Team performance is associated with both task-oriented and relationship-building communication. However, the association between team performance and relationship-building communication is greater than the association between team performance and task-oriented communication.
Lastly, in addition to successful task-oriented and relationship-building communication, communication satisfaction is expected to have positive association with team performance. Studies have found there is a strong relationship between communication satisfaction and job performance e.g., [37]. We expect similar results in ACT-pilot interaction and thus predict:
Hypothesis 10 (H10).
Communication satisfaction predicts team performance.
So far, we have explained the two types of communication in ACT-pilot interaction and their antecedents and outcomes (see Figure 1). In this paper, we examine ACT-pilot teamwork and illustrate the direct and indirect relationships of the reviewed variables on team performance.

7. Research Method

7.1. Sampling and Survey Procedure

To test the proposed research model, ATCs and pilots were surveyed. This was conducted on both ATCs stationed at Incheon International Airport (IIA) and pilots who disembarked at IIA. In order to represent the multinational nature of their communication, the ATCs are local South Koreans while the pilots are from international airlines on stopover in IIA.
The survey was developed in English. A questionnaire was designed based on the research model (see Figure 1), in which items to measure six constructs were presented. A literature search identified relevant items for each construct. Task interdependence was adopted from Nielsen et al. [11]. Shared leadership was adopted from Hoch, Pearce and Welzel [47]. From the customer satisfaction questionnaire by Froehle [16], both task-oriented and relationship-building communication items were adopted. Communication satisfaction was adopted from Pornsakulvanich [38].
In airline operations, team performance is usually measured by quantitative data. However, the quantitative data may not be directly associated with the variables we are using for this study. Instead, we modified the qualitative assessment of airline service by Sun et al. [41] that is used for pilot and ACT evaluation, and created a perceived team performance measurement item. In addition, we developed a perceived quantitative performance measure. For the details about the items for each construct, refer to Table 1.

++++++

OBJECTIVE 1 =>
Translate this sentence from the passage on controller-pilot teamwork into Spanish: "Communication satisfaction predicts team performance."

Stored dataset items
++++++

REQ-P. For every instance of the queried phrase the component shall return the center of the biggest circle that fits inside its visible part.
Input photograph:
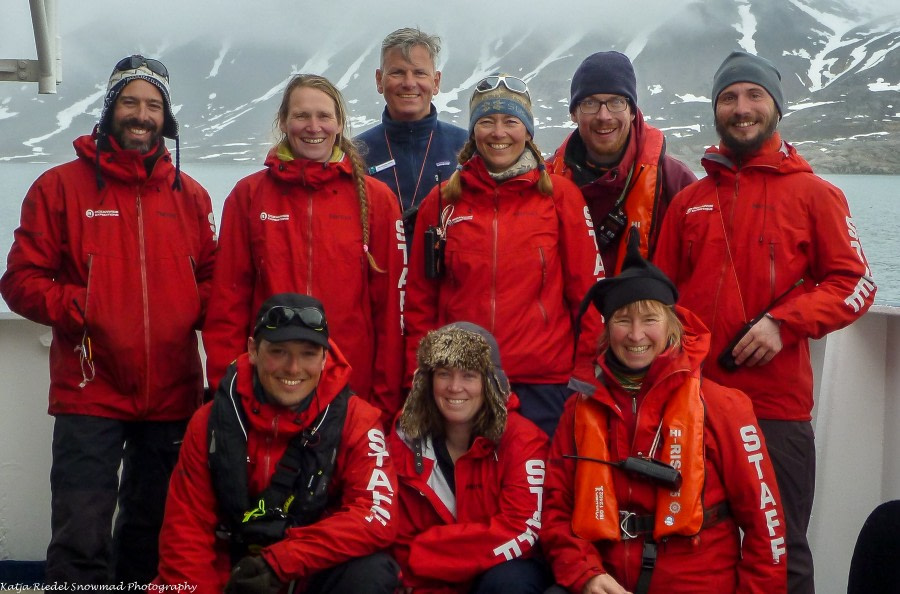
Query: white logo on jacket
(511, 549)
(379, 484)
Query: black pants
(792, 448)
(542, 404)
(374, 574)
(875, 567)
(85, 489)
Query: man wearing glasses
(284, 482)
(617, 159)
(115, 252)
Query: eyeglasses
(136, 61)
(516, 85)
(281, 316)
(592, 106)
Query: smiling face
(638, 333)
(408, 85)
(138, 116)
(746, 117)
(604, 133)
(288, 371)
(311, 124)
(458, 394)
(500, 140)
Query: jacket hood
(312, 174)
(668, 366)
(775, 154)
(476, 174)
(263, 415)
(125, 165)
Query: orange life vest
(678, 513)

++++++

OBJECTIVE 2 =>
Recast the listing as a JSON list of strings, one string per line and blank lines left out, from the line with "Query: man wearing glasses" up to and including the last line of the listing.

FULL OUTPUT 1 =>
La satisfacción con la comunicación predice el desempeño del equipo.

FULL OUTPUT 2 =>
[
  "Query: man wearing glasses",
  "(284, 482)",
  "(617, 159)",
  "(115, 252)",
  "Query: eyeglasses",
  "(136, 61)",
  "(516, 85)",
  "(281, 316)",
  "(592, 106)",
  "Query: smiling face",
  "(638, 333)",
  "(408, 85)",
  "(138, 116)",
  "(746, 117)",
  "(604, 133)",
  "(288, 371)",
  "(311, 124)",
  "(458, 394)",
  "(500, 140)",
  "Query: jacket hood",
  "(312, 174)",
  "(668, 366)",
  "(775, 154)",
  "(476, 174)",
  "(263, 415)",
  "(125, 165)",
  "Query: orange life vest",
  "(678, 513)"
]